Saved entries
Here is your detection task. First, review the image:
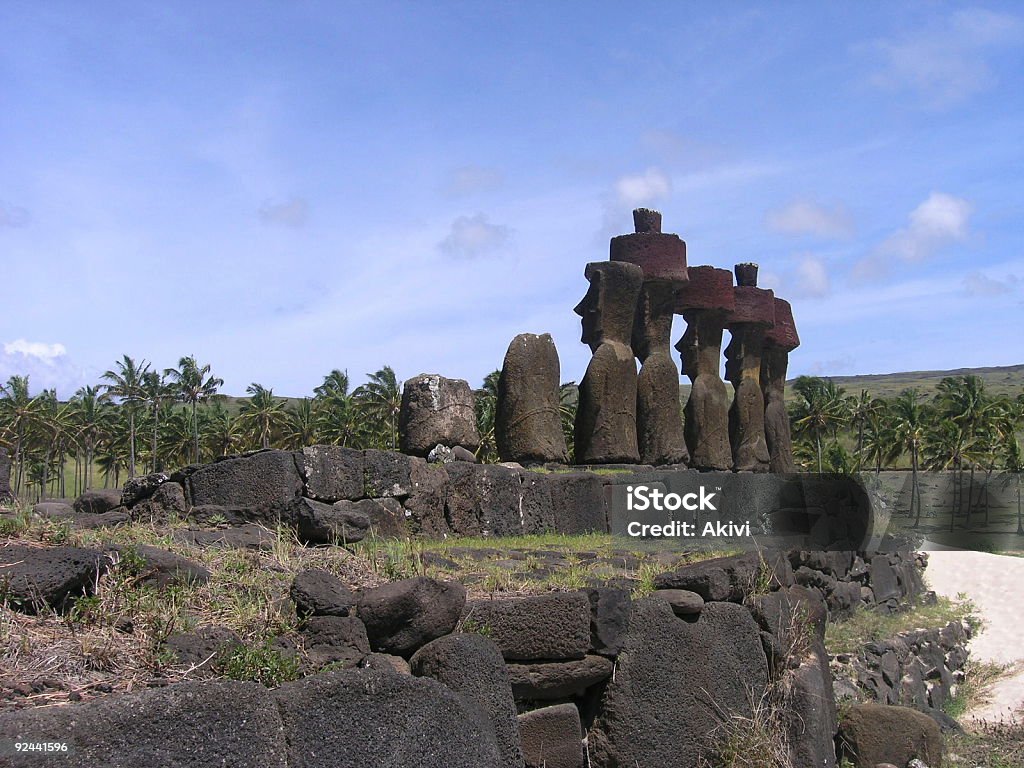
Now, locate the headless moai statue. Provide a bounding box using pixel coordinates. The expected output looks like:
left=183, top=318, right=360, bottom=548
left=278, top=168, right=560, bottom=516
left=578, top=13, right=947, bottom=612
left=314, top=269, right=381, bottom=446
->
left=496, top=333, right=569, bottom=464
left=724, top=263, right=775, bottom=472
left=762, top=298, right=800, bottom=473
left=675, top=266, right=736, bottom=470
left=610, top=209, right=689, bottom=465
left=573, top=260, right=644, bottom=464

--

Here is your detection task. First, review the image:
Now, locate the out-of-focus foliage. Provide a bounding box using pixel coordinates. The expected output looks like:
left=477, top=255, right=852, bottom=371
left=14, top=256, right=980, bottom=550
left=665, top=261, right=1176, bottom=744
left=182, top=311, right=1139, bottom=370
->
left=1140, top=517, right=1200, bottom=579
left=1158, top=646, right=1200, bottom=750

WORK ORDER:
For this task, write out exactly the lines of the entries above, starting at the line with "left=578, top=13, right=947, bottom=612" and ending at the line with "left=314, top=269, right=381, bottom=446", both included, and no others.

ANSWER BOX:
left=578, top=13, right=947, bottom=612
left=314, top=269, right=381, bottom=446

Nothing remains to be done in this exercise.